======== TRECHO FORNECIDO ========

Com o processo criminoso deflagrado por Moro, Dallagnol e a Operação Lava Jato para tirar Lula da disputa eleitoral em 2018 (evidenciado pelos conteúdos das mensagens trocadas entre juiz e procurador que, por si só, já não são permitidas), subiu ao poder um representante legítimo da parcela mais retrógrada, autoritária e escravocrata da elite golpista nacional.

A falta de compromisso com o futuro do país nos marcos da civilidade, da democracia, do desenvolvimento tecnológico e da atividade industrial que vem demonstrando o governo é assustadora, embora não seja surpresa. Grandes industrias fecharam suas portas no governo de Bolsonaro, que não esboçou nenhuma reação. Entre elas estão Siemens, Kostal, Mercedes, Sony e outras 716.000 que segundo o IBGE fecharam suas portas desde o inicio da pandemia, acompanhadas recentemente pela Ford.

Para esse governo que é fruto do Golpe, o lugar de “Fazendão Colonial” que as grandes potências querem relegar para o Brasil, está de bom tamanho, pois assim, podem exercer novamente sua opressão aberta, como na época da escravidão: de forma perversa e desprovidos de qualquer mediação civilizatória.

========

● **TAREFA A**: Transcreva sem nenhuma alteração a parte do trecho fornecido que começa com as palavras "A falta de compromisso" e termina com "recentemente pela Ford.".
● **TAREFA B**: No trecho fornecido, qual empresa aparece como a que fechou as portas mais recentemente?

======== CONTEÚDO DOS DADOS ========

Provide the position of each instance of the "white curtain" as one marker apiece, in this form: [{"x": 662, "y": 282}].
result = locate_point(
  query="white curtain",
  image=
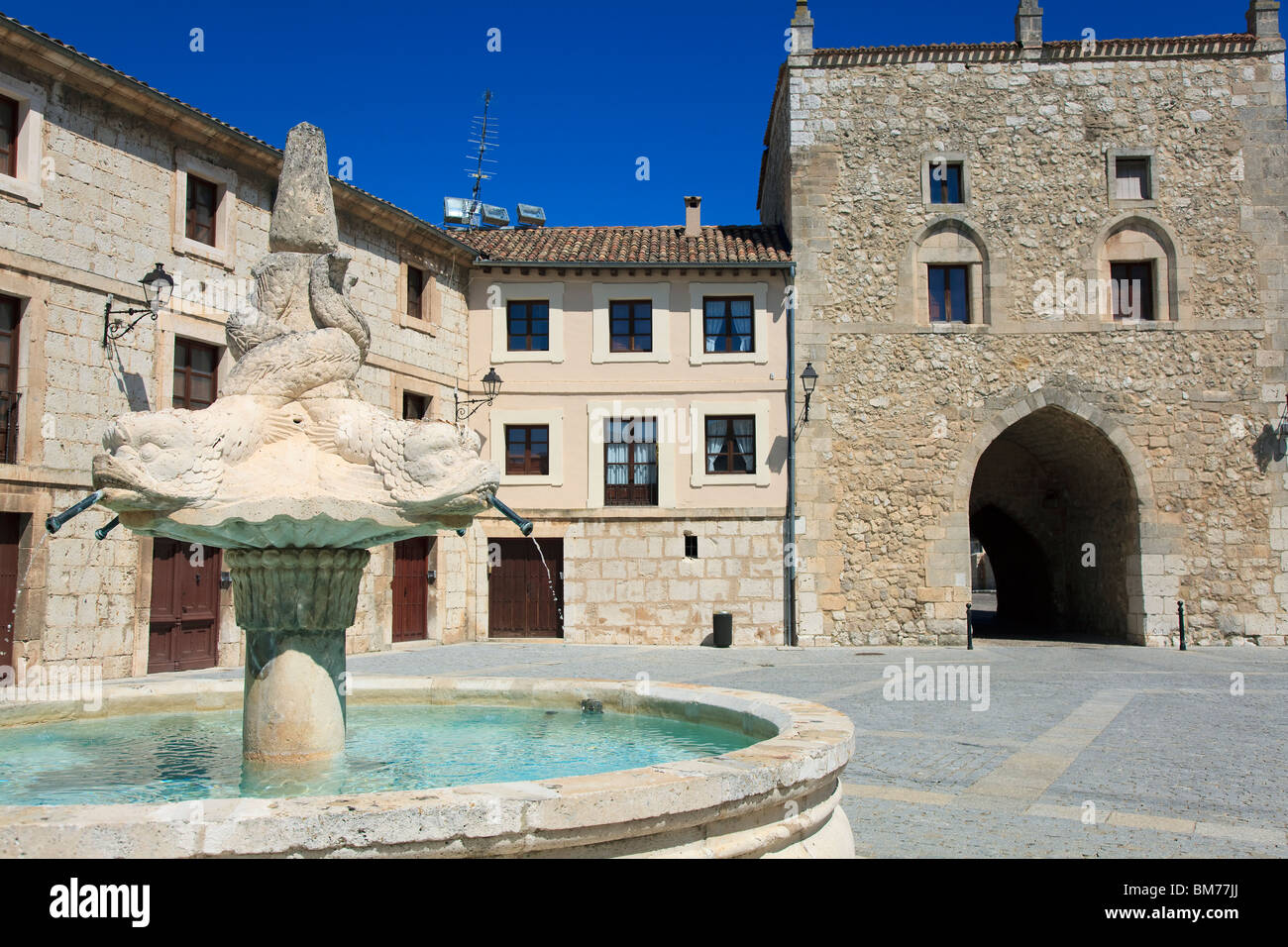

========

● **RESPOSTA A**:
A falta de compromisso com o futuro do país nos marcos da civilidade, da democracia, do desenvolvimento tecnológico e da atividade industrial que vem demonstrando o governo é assustadora, embora não seja surpresa. Grandes industrias fecharam suas portas no governo de Bolsonaro, que não esboçou nenhuma reação. Entre elas estão Siemens, Kostal, Mercedes, Sony e outras 716.000 que segundo o IBGE fecharam suas portas desde o inicio da pandemia, acompanhadas recentemente pela Ford.

● **RESPOSTA B**: A Ford.